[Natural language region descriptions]
■ ■ ■ ■
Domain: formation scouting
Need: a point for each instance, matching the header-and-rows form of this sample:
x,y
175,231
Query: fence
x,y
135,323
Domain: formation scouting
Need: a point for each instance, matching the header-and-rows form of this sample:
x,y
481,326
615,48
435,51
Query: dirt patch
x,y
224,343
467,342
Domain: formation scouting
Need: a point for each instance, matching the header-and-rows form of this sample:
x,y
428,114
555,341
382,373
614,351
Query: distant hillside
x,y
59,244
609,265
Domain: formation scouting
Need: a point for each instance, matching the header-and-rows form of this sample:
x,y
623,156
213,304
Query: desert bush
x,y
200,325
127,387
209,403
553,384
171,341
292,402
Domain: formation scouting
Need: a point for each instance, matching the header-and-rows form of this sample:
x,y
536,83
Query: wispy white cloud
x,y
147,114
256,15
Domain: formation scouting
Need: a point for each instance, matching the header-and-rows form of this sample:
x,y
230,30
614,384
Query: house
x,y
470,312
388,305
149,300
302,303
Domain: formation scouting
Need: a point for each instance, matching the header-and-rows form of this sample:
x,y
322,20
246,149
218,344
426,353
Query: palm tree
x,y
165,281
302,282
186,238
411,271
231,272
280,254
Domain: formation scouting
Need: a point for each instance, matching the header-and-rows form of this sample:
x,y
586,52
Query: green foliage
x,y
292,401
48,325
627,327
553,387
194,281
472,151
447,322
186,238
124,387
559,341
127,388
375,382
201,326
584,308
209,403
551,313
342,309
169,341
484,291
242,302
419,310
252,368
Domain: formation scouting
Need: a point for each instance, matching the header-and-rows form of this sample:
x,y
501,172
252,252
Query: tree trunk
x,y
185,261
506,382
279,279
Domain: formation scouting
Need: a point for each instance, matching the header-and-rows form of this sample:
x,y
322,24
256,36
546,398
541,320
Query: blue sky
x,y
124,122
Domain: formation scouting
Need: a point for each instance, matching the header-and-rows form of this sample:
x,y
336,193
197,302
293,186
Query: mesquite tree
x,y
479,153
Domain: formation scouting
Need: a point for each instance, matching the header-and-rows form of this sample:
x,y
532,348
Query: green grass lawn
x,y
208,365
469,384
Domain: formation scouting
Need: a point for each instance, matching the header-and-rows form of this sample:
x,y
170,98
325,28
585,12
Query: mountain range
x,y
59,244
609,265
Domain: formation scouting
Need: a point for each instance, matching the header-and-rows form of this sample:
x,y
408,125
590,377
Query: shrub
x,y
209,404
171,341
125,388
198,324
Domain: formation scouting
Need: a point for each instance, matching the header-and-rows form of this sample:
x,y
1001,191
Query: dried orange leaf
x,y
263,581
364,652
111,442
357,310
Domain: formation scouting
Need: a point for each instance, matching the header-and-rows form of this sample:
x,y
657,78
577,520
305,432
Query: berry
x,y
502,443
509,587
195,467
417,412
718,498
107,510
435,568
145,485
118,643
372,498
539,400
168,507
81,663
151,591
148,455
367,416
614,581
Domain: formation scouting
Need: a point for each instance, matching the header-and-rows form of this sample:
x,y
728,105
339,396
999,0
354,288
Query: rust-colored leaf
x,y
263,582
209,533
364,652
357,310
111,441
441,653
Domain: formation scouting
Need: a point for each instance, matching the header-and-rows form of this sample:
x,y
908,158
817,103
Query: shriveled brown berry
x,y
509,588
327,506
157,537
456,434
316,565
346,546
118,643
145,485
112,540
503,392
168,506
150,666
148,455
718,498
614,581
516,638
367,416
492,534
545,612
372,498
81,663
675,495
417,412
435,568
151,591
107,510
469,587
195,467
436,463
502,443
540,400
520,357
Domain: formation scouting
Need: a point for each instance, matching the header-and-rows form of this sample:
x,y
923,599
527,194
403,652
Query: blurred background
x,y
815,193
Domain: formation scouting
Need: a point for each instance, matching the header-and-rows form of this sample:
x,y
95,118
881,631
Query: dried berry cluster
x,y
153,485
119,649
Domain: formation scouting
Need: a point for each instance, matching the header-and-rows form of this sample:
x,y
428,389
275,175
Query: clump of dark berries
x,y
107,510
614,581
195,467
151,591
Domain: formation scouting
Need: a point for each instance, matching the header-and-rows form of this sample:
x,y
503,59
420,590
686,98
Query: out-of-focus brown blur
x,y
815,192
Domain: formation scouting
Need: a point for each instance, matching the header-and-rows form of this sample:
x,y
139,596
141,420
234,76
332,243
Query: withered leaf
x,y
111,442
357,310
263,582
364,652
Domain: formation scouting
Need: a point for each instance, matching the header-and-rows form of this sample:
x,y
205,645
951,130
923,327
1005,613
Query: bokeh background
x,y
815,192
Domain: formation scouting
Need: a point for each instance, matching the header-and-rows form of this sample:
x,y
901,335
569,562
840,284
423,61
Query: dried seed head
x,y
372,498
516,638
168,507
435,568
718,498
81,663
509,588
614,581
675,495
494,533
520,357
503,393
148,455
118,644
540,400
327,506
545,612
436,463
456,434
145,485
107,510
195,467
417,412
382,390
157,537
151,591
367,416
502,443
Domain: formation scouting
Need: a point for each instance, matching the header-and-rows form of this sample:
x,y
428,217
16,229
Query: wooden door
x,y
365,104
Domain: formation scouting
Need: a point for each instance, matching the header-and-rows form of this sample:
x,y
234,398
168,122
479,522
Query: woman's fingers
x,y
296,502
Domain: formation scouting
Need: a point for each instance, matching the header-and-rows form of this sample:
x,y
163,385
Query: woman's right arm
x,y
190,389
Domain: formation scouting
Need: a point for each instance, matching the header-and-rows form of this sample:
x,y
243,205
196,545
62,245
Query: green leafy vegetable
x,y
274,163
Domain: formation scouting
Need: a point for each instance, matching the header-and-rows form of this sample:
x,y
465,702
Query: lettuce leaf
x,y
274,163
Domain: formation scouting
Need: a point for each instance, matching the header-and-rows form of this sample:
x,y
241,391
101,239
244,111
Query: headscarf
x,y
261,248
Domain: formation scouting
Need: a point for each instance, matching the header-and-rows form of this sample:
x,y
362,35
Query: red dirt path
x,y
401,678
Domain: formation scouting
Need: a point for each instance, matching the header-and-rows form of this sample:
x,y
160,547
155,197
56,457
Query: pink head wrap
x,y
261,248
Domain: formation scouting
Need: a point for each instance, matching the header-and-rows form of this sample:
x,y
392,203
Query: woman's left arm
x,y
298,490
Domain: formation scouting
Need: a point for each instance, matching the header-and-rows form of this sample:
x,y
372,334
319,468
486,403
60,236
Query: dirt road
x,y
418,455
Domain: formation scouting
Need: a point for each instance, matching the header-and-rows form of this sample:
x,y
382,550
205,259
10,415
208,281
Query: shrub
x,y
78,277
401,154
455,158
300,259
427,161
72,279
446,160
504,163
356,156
■ ■ ■ ■
◆ **Task statement**: All of the entries above are to be printed again exactly.

◆ **Answer to the exercise**:
Domain: formation scouting
Need: a point for each instance, matching the header-and-rows form of this sample:
x,y
175,231
Query: fence
x,y
135,323
Domain: formation scouting
Need: a point for each instance, matching the header-and-rows form of this sample:
x,y
481,326
615,48
435,51
Query: dirt patch
x,y
224,343
467,342
Domain: formation scouting
Need: a point for each instance, matching the header-and-rows form of this sample:
x,y
428,114
555,341
382,373
614,351
Query: distant hillside
x,y
59,244
609,265
Domain: formation scouting
Need: a point for each instance, matching the header-and-rows form of this sample:
x,y
623,156
213,304
Query: desert bush
x,y
200,325
127,387
209,403
553,384
171,341
292,402
Domain: formation scouting
Need: a point for each instance, matching the header-and-rows form of this sample:
x,y
536,83
Query: wispy white cloud
x,y
147,114
256,15
Domain: formation scouting
Need: a point for each instance, matching the header-and-rows form of this sample:
x,y
230,30
614,384
Query: house
x,y
470,312
388,305
149,300
302,303
Domain: formation scouting
Need: a point for each instance, matching the header-and-rows form of this sample:
x,y
322,20
246,149
218,344
426,353
Query: palm tree
x,y
165,281
302,282
186,238
411,271
231,272
280,254
Domain: formation scouting
Need: a point for each instance, matching the header-and-rows form of this sample:
x,y
586,52
Query: green foliage
x,y
292,401
48,325
627,327
553,387
194,281
472,151
447,322
186,238
124,387
559,341
127,388
375,382
201,326
584,308
209,403
551,313
342,309
169,341
484,291
242,302
419,310
252,368
Domain: formation scouting
Need: a point for each instance, matching the header-and-rows form of this sample:
x,y
501,172
252,252
Query: tree trunk
x,y
185,261
506,382
279,279
Domain: formation scouting
Need: a point for each instance, matching the header-and-rows form of this sample:
x,y
322,24
256,36
546,398
541,320
Query: blue sky
x,y
124,122
Domain: formation scouting
Need: a point for each instance, matching the header-and-rows form of this sample:
x,y
336,193
197,302
293,186
Query: mesquite tree
x,y
479,153
Domain: formation scouting
Need: a point for each instance, matching the header-and-rows form of this sample:
x,y
532,348
Query: green grass lawn
x,y
208,365
469,384
Domain: formation scouting
Need: a point for each instance, matching the header-and-rows form of this sample:
x,y
170,98
325,28
585,12
Query: mountain range
x,y
59,244
609,265
Domain: formation scouting
Need: a point for each instance, matching the header-and-rows form of this sample:
x,y
408,125
590,377
Query: shrub
x,y
209,404
171,341
125,388
198,324
Domain: formation scouting
Need: a point for each instance, matching the header-and-rows form of this sample:
x,y
1001,191
Query: dried orange leaf
x,y
263,581
364,652
111,442
357,310
Domain: formation scouting
Need: a point for each instance, matching the header-and-rows form of this sample:
x,y
657,78
577,520
305,432
Query: berry
x,y
502,443
509,587
195,467
417,412
718,498
107,510
435,568
145,485
118,643
372,498
539,400
168,507
81,663
151,591
148,455
367,416
614,581
Domain: formation scouting
Need: a point for each instance, matching the header-and-rows form of this sample:
x,y
728,105
339,396
999,0
354,288
Query: rust-colored leaf
x,y
263,582
209,533
364,652
357,310
111,441
441,653
Domain: formation scouting
Need: a point for each instance, matching the header-and-rows form of this sample:
x,y
908,158
817,103
Query: shriveled brown berry
x,y
509,588
327,506
157,537
456,434
316,565
346,546
118,643
145,485
112,540
503,392
168,506
150,666
148,455
718,498
614,581
516,638
367,416
492,534
545,612
372,498
81,663
675,495
417,412
435,568
151,591
107,510
469,587
195,467
436,463
502,443
540,400
520,357
Domain: formation scouting
Need: a point for each instance, matching the header-and-rows form of this sample:
x,y
923,599
527,194
403,652
Query: blurred background
x,y
815,193
Domain: formation scouting
Need: a point for each instance, matching the header-and-rows form of this sample:
x,y
95,118
881,631
Query: dried berry cluster
x,y
153,485
119,649
Domain: formation scouting
Need: a point for each instance, matching the header-and-rows form of this sample:
x,y
428,389
275,175
Query: clump of dark berries
x,y
107,510
614,581
195,467
151,591
Domain: formation scouting
Need: a point for each instance, matching the header-and-rows form of this sample:
x,y
503,59
420,590
686,98
Query: out-of-focus brown blur
x,y
815,192
Domain: formation scouting
Need: a point for each instance, matching the header-and-rows form of this sample:
x,y
139,596
141,420
234,76
332,243
Query: withered leaf
x,y
111,442
357,310
263,582
364,652
Domain: formation scouting
Need: a point for each instance, matching the header-and-rows form of this sample:
x,y
205,645
951,130
923,327
1005,613
Query: bokeh background
x,y
815,192
Domain: formation scouting
Need: a point for each instance, matching the header-and-rows form of this sample:
x,y
901,335
569,562
840,284
423,61
Query: dried seed head
x,y
372,498
516,638
168,507
435,568
718,498
81,663
509,588
614,581
675,495
494,533
520,357
503,393
148,455
118,644
540,400
327,506
545,612
436,463
456,434
145,485
107,510
195,467
417,412
382,390
157,537
151,591
367,416
502,443
Domain: formation scouting
Need: a point for each instance, matching the header-and-rows form of this sample:
x,y
428,217
16,229
Query: wooden door
x,y
365,104
Domain: formation scouting
Need: a point for each instance, matching the header-and-rows form of this sample:
x,y
234,398
168,122
479,522
Query: woman's fingers
x,y
296,502
Domain: formation scouting
Need: a point for each instance, matching the header-and-rows form of this sample:
x,y
163,385
Query: woman's right arm
x,y
190,389
Domain: formation scouting
Need: a point for each instance, matching the header-and-rows form of this sample:
x,y
243,205
196,545
62,245
Query: green leafy vegetable
x,y
274,163
Domain: formation scouting
Need: a point for each instance, matching the header-and-rows form of this sample:
x,y
465,702
Query: lettuce leaf
x,y
274,163
Domain: formation scouting
Need: a point for each instance, matching the header-and-rows form of this sample:
x,y
241,391
101,239
244,111
Query: headscarf
x,y
261,248
Domain: formation scouting
Need: a point for each instance, matching the header-and-rows form of this sample:
x,y
362,35
Query: red dirt path
x,y
401,678
Domain: formation scouting
Need: a point for each instance, matching the header-and-rows form of this sample:
x,y
160,547
155,197
56,457
Query: pink head wrap
x,y
261,248
Domain: formation scouting
Need: a point for each instance, matching the header-and-rows form of this sample:
x,y
392,203
Query: woman's left arm
x,y
298,490
Domain: formation scouting
Need: a point for each instance, matching the header-and-rows form of this sample:
x,y
372,334
319,468
486,403
60,236
Query: dirt road
x,y
418,455
Domain: formation scouting
Need: a point for each instance, matching the header-and-rows form of this sample:
x,y
382,550
205,259
10,415
208,281
Query: shrub
x,y
78,277
401,154
455,158
300,259
427,161
72,279
446,160
504,163
356,156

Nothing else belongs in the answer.